■ **ASSIGNED TASK**:
Give the records again exactly, but drop the pictures.

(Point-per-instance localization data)

────

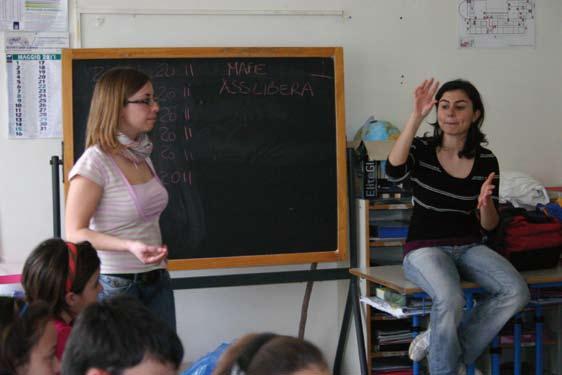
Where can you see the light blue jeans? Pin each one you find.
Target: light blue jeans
(158, 296)
(438, 271)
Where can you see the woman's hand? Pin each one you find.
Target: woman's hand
(486, 190)
(147, 254)
(423, 97)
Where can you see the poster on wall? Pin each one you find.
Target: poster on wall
(34, 15)
(34, 95)
(33, 62)
(496, 23)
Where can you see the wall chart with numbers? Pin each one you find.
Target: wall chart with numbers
(34, 95)
(496, 23)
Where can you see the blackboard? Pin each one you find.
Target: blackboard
(250, 145)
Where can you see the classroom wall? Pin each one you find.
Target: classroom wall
(389, 46)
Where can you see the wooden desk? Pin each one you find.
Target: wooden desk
(393, 278)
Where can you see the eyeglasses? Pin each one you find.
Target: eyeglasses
(147, 101)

────

■ **ANSWER FOR THE TASK**:
Where can you see the light blue jeans? Pin each one you find.
Target: light blue jeans
(158, 296)
(438, 271)
Where can you see the woman's hand? Pin each one you find.
Target: woman's hand
(486, 190)
(147, 254)
(423, 97)
Where can you see the poster on wall? Pin each one you find.
Target: poster on wall
(34, 15)
(34, 95)
(33, 62)
(496, 23)
Where can you see the wall chart with numbers? Pin each one you find.
Target: wall chart with numbers
(34, 95)
(496, 23)
Where can you see the blackboard? Pin each one you find.
Target: blackboard
(250, 145)
Where can you see the classroom wall? Pin each one you find.
Target: classroom wall
(389, 46)
Where can you see the wooden desk? Pin each one you find.
Target: wooden desk
(393, 278)
Where can you see the eyeglasses? Pin each one you find.
Target: eyeglasses
(147, 101)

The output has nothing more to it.